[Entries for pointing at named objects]

┄┄┄┄┄┄┄┄┄┄

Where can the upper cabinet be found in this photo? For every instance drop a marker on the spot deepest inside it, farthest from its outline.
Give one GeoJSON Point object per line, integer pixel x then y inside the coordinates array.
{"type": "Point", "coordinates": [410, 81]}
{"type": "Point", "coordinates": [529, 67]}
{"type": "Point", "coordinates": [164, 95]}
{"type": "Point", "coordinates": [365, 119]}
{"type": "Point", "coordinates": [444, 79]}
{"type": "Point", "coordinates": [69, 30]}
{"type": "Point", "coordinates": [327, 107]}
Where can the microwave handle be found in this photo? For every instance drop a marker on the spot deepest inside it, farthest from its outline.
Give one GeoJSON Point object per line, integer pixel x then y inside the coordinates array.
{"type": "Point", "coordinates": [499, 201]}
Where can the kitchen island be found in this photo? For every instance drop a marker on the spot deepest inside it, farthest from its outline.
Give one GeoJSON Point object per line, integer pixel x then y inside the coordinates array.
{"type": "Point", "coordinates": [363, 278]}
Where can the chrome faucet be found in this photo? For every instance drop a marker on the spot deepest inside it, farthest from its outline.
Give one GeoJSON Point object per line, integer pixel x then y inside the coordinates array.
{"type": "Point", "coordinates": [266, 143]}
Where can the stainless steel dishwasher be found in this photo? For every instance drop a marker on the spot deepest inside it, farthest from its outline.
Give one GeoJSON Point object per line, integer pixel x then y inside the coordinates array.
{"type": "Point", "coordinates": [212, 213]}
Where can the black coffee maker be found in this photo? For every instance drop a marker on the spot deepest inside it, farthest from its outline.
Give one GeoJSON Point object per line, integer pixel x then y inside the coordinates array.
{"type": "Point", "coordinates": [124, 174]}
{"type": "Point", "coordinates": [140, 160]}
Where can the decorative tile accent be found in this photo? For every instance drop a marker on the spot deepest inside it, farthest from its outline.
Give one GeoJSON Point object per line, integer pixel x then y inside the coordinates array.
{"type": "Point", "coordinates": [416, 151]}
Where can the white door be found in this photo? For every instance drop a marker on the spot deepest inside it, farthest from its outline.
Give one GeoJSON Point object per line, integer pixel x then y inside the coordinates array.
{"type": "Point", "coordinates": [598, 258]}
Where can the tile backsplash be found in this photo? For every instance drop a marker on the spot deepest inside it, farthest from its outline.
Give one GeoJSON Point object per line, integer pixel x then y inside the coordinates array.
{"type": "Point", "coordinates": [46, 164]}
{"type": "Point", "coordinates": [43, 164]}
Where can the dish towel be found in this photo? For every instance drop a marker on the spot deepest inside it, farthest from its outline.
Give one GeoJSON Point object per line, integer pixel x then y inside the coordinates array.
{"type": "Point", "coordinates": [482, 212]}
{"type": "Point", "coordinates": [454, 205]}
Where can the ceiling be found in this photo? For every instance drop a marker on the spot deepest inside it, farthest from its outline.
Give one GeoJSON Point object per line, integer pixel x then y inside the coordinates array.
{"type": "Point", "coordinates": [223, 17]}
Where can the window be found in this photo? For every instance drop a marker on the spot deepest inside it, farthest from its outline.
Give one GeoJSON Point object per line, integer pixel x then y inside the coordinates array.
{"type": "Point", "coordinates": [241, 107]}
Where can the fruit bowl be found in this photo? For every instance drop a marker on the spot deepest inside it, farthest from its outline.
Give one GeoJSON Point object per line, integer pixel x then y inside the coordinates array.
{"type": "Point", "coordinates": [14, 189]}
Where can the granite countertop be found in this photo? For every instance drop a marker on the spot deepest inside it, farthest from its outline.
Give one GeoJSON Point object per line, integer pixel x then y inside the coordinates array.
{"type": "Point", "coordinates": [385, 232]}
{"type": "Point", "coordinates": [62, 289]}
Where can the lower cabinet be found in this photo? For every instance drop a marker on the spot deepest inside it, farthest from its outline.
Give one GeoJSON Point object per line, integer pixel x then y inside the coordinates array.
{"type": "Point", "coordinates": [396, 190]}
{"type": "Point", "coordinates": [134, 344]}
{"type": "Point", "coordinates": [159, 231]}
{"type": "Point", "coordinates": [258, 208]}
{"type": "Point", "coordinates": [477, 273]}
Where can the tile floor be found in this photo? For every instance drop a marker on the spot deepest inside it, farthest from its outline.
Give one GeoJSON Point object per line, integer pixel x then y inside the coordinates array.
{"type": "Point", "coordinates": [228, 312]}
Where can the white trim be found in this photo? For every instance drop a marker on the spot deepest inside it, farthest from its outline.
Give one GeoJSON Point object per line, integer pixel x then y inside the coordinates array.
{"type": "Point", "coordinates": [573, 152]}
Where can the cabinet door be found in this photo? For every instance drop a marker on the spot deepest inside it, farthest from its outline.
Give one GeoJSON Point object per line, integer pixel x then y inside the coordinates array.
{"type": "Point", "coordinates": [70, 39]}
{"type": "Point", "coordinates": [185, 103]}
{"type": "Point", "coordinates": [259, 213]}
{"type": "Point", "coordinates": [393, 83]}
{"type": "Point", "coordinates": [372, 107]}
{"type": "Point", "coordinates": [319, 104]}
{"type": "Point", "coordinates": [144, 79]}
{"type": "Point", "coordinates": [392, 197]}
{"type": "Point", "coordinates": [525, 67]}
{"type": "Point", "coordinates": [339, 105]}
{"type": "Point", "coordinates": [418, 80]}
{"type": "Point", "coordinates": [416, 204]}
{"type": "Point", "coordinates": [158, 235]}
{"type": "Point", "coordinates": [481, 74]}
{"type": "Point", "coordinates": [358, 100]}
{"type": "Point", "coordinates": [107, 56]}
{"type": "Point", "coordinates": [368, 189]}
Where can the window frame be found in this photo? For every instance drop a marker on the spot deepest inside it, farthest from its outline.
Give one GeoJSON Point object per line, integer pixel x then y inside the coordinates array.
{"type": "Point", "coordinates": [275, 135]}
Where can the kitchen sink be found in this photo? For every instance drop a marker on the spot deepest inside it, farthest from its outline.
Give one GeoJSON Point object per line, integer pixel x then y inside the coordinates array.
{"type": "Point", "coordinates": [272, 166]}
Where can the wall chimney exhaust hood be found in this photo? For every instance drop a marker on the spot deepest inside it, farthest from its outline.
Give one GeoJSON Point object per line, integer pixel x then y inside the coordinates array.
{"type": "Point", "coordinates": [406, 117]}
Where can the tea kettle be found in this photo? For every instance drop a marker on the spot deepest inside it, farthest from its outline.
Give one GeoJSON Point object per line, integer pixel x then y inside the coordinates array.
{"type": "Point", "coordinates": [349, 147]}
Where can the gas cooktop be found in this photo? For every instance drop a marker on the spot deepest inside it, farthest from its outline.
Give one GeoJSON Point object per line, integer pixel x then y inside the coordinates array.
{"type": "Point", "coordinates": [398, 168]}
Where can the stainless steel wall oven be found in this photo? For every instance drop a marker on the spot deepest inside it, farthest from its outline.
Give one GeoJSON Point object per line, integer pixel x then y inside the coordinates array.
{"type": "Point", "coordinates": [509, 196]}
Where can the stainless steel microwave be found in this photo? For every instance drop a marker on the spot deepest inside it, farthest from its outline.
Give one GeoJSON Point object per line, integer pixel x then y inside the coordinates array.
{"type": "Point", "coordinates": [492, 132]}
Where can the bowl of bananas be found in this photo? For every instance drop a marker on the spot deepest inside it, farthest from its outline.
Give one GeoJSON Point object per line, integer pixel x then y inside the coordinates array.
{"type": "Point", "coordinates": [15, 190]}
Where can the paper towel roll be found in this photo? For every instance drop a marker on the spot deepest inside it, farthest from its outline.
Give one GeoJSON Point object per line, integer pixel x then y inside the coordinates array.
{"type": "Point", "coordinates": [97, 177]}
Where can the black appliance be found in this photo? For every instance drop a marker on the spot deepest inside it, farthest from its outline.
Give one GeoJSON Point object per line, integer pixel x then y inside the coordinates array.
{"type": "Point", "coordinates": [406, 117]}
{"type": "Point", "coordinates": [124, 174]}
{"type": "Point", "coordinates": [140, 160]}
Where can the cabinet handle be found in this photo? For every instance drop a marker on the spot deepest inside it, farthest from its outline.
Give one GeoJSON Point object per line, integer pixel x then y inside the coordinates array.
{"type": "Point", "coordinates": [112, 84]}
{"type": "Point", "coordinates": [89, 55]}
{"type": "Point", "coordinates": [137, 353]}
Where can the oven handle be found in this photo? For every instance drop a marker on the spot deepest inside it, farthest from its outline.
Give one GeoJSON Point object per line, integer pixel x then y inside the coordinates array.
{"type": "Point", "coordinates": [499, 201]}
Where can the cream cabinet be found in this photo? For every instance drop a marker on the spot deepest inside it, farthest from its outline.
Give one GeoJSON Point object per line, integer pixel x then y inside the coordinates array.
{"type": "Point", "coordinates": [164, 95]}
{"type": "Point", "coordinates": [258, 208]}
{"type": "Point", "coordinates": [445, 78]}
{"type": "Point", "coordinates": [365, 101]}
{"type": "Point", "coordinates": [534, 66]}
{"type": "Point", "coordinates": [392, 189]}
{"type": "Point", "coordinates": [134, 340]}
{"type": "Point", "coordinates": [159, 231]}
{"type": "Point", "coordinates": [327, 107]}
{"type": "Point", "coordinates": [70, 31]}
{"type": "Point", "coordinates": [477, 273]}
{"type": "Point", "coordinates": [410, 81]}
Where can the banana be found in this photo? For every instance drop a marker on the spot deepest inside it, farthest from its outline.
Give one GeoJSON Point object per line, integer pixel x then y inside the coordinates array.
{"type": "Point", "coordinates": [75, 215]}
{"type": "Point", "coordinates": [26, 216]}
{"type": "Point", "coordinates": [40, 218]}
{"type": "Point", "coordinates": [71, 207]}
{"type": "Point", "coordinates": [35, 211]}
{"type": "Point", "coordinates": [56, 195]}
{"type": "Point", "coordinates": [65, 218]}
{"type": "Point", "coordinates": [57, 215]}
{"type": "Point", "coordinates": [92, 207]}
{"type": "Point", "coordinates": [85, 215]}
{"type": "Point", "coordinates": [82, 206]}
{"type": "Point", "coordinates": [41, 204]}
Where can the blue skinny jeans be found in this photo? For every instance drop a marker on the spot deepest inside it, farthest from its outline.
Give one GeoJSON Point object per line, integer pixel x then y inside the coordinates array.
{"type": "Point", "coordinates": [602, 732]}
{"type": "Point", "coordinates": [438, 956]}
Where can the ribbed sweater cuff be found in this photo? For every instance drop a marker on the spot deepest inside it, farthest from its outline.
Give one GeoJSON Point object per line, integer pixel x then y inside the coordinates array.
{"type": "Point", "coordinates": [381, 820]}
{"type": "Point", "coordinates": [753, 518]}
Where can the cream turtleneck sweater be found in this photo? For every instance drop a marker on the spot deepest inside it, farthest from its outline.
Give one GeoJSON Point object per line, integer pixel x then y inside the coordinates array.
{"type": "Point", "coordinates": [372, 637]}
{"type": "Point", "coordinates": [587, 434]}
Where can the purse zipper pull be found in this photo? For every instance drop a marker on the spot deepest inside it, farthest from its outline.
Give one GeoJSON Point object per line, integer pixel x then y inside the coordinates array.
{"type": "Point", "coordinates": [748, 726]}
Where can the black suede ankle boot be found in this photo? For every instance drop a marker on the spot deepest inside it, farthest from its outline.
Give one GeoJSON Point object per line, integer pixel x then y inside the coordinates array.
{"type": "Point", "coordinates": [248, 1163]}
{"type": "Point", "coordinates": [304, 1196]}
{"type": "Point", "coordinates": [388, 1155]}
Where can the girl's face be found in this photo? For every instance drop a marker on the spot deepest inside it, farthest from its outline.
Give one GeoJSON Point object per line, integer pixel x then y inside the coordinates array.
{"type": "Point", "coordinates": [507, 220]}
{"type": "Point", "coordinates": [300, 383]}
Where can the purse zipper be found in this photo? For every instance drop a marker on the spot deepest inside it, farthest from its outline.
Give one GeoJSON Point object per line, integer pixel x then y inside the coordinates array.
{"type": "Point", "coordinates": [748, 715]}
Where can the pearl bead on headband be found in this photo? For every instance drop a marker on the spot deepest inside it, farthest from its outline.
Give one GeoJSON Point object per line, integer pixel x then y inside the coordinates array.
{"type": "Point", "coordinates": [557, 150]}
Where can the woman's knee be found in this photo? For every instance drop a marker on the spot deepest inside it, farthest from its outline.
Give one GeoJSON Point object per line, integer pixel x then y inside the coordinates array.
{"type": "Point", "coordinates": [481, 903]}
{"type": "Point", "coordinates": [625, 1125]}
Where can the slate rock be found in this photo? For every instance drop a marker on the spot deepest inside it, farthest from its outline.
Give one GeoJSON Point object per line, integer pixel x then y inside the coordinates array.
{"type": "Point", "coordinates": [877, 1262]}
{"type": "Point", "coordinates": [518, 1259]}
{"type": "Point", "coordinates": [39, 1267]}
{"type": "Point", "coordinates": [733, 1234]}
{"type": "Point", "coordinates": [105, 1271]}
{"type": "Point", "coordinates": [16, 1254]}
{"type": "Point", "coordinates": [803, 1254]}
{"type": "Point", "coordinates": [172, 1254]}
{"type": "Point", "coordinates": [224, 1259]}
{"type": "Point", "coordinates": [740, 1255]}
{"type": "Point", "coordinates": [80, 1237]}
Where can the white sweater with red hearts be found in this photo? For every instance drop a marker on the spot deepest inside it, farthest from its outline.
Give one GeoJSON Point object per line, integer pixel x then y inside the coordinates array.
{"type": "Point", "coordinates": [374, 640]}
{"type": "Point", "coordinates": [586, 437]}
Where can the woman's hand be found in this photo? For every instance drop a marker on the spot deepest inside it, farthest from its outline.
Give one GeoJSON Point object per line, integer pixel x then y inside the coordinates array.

┄┄┄┄┄┄┄┄┄┄

Request:
Reproduce verbatim the lines of the records from the line containing "Where can the woman's hand" through the end of the records, including both the first and the last line.

Finished exercise:
Where can the woman's hand be found in this photo? For every instance drop a marker on the spot deepest inside it, farthest from its outline.
Give one GeoJSON Point object per line, integer pixel x then y inside the coordinates array.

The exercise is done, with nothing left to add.